**Text to read**:
————————

Sen. Lindsey Graham, Louisiana Gov. Jeff Landry, Rep. Tim Burchett, top Justice Department official Harmeet Dhillon and dozens of conservative commentators and influencers all shared similar messages on social media and in interviews.
Democratic Sen. John Fetterman also said he had come around to the idea.
“After witnessing last night, drop the TDS [Trump Derangement Syndrome] and build the White House ballroom for events exactly like these,” he wrote on X.
We were there front and center.
— U.S. Senator John Fetterman (@SenFettermanPA) April 26, 2026
That venue wasn’t built to accommodate an event with the line of succession for the U.S. government.
After witnessing last night, drop the TDS and build the White House ballroom for events exactly like these. pic.twitter.com/eeUBnlSe5y
The White House Correspondents’ Association dinner is an annual event hosted by the independent association, which organizes coverage of the White House. Even if Trump’s White House ballroom were built, it’s not clear the dinner would be hosted there.

————————

**Provided data**:
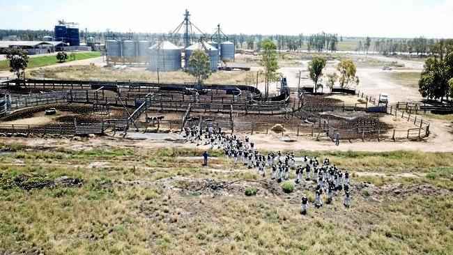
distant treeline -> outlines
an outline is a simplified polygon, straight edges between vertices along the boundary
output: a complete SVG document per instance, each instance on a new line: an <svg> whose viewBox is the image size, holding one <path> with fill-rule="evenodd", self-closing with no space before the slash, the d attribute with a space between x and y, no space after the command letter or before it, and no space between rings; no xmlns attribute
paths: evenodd
<svg viewBox="0 0 453 255"><path fill-rule="evenodd" d="M54 31L50 30L12 30L0 29L0 39L17 40L42 40L45 36L54 37ZM147 39L152 42L164 36L172 42L178 46L183 45L182 34L177 35L179 38L171 38L169 33L119 33L107 30L105 32L85 32L80 30L80 38L84 39L93 36L95 42L104 43L107 38L115 36L117 38L131 38L135 40ZM211 35L205 35L210 40ZM199 37L200 35L194 34L193 37ZM415 38L354 38L338 36L337 33L327 33L324 32L298 36L285 35L247 35L230 34L229 40L236 42L238 48L248 49L261 49L262 42L268 38L277 45L279 50L296 51L300 49L316 52L336 52L339 50L339 45L344 45L342 48L349 49L358 52L368 52L372 50L374 52L384 55L396 54L408 54L417 55L440 54L445 52L446 47L451 47L453 44L452 39L428 39L424 37ZM215 38L214 38L215 39ZM351 45L351 44L353 44ZM354 45L356 46L354 46ZM346 47L347 46L347 47Z"/></svg>

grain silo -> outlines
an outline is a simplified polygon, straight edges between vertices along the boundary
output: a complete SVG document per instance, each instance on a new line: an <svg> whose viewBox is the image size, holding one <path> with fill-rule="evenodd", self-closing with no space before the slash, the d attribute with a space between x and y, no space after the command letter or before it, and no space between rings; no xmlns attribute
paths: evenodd
<svg viewBox="0 0 453 255"><path fill-rule="evenodd" d="M137 54L139 62L147 63L148 57L148 50L151 46L148 40L140 40L137 43Z"/></svg>
<svg viewBox="0 0 453 255"><path fill-rule="evenodd" d="M209 42L208 42L208 44L210 45L210 46L215 47L215 49L217 48L217 42L216 42L216 41L214 41L214 40L210 40Z"/></svg>
<svg viewBox="0 0 453 255"><path fill-rule="evenodd" d="M210 63L210 65L211 71L215 72L217 70L217 64L219 63L219 51L215 47L204 41L195 42L193 45L185 48L185 50L184 51L184 58L185 60L186 68L187 65L188 65L190 56L195 49L201 49L205 52L209 56L209 62Z"/></svg>
<svg viewBox="0 0 453 255"><path fill-rule="evenodd" d="M181 49L171 42L158 42L149 47L149 69L169 72L181 69Z"/></svg>
<svg viewBox="0 0 453 255"><path fill-rule="evenodd" d="M80 37L79 29L75 27L68 27L68 42L69 46L80 46Z"/></svg>
<svg viewBox="0 0 453 255"><path fill-rule="evenodd" d="M229 41L220 44L220 59L222 61L234 59L234 44Z"/></svg>
<svg viewBox="0 0 453 255"><path fill-rule="evenodd" d="M135 62L137 58L137 42L133 40L123 41L123 57L130 61Z"/></svg>
<svg viewBox="0 0 453 255"><path fill-rule="evenodd" d="M114 62L118 62L121 58L121 42L118 40L105 41L107 56Z"/></svg>

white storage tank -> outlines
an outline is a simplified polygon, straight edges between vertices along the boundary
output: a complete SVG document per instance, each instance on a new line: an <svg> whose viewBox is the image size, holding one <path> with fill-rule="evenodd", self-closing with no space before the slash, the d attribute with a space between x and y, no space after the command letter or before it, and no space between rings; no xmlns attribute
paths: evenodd
<svg viewBox="0 0 453 255"><path fill-rule="evenodd" d="M185 48L185 50L184 51L184 59L185 60L185 63L188 65L189 59L190 59L192 53L195 49L199 49L204 51L209 56L209 62L210 63L210 65L211 71L217 71L218 69L217 64L219 63L219 51L217 51L215 47L204 41L195 42L193 45Z"/></svg>
<svg viewBox="0 0 453 255"><path fill-rule="evenodd" d="M148 40L140 40L138 44L138 57L142 62L148 62L148 49L151 45L151 43Z"/></svg>
<svg viewBox="0 0 453 255"><path fill-rule="evenodd" d="M105 41L107 56L120 58L121 57L121 42L118 40L107 40Z"/></svg>
<svg viewBox="0 0 453 255"><path fill-rule="evenodd" d="M181 49L170 41L158 42L149 47L149 70L170 72L181 69Z"/></svg>
<svg viewBox="0 0 453 255"><path fill-rule="evenodd" d="M137 42L133 40L123 41L123 56L128 59L137 57Z"/></svg>
<svg viewBox="0 0 453 255"><path fill-rule="evenodd" d="M234 43L226 41L222 42L220 46L220 59L222 61L234 59Z"/></svg>

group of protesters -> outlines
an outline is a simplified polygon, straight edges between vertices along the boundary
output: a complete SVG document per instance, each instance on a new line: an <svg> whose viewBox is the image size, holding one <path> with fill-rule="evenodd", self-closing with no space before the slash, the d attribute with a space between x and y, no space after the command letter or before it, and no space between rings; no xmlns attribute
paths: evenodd
<svg viewBox="0 0 453 255"><path fill-rule="evenodd" d="M323 194L326 194L325 203L328 204L341 190L344 191L343 204L346 208L351 206L349 173L331 164L328 158L325 158L320 164L317 157L310 158L305 155L303 158L297 158L293 153L278 150L262 154L249 137L246 136L243 139L236 134L226 134L221 128L215 129L212 126L204 129L185 128L183 132L186 141L197 143L197 146L208 146L210 149L215 146L223 149L225 155L232 159L235 164L243 164L249 169L255 169L263 177L270 174L272 180L277 183L287 180L290 173L293 173L295 185L304 181L312 182L316 185L314 202L316 208L323 206ZM208 151L203 153L204 165L208 164ZM304 195L301 201L301 213L306 214L308 207L308 199Z"/></svg>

————————

**Written exercise 1**:
List every person whose first and last names both appear in the news text about the ballroom.
**Written exercise 2**:
Give everything in the records from the start down to the line containing "31L50 30L12 30L0", with "treeline" swapped for "hedgerow" and nothing else altered. Leave the pictures out.

**Full answer 1**:
Lindsey Graham, Jeff Landry, Tim Burchett, Harmeet Dhillon, John Fetterman

**Full answer 2**:
distant hedgerow -> outlines
an outline is a simplified polygon, straight edges between vertices along the boundary
output: a complete SVG document per instance, each instance on a new line: an <svg> whose viewBox is the image size, holding one <path> with fill-rule="evenodd", self-closing with no space before the slash, the d attribute with a space between x and y, no space after the command letter or before it, and no space between rings; no xmlns attribute
paths: evenodd
<svg viewBox="0 0 453 255"><path fill-rule="evenodd" d="M54 31L50 30L12 30L0 29L0 39L17 40L42 40L45 36L54 37ZM147 39L152 42L164 36L172 42L178 46L183 45L182 34L177 35L179 38L171 38L169 33L119 33L107 30L105 32L85 32L80 30L80 38L84 39L93 36L95 42L104 43L107 38L115 36L117 38L131 38L135 40ZM211 35L205 35L210 40ZM199 37L200 35L194 34L193 37ZM415 38L354 38L338 36L337 33L327 33L324 32L298 36L285 35L247 35L230 34L229 40L236 42L238 48L248 49L261 49L262 42L268 38L277 45L279 50L296 51L300 49L316 52L336 52L339 50L339 45L344 45L342 48L349 49L358 52L368 52L372 50L374 52L384 55L396 54L408 54L417 55L440 54L445 52L446 47L451 47L453 44L452 39L428 39L424 37ZM215 38L214 38L215 39ZM351 45L351 44L353 44ZM354 45L356 46L354 46ZM346 47L347 46L347 47Z"/></svg>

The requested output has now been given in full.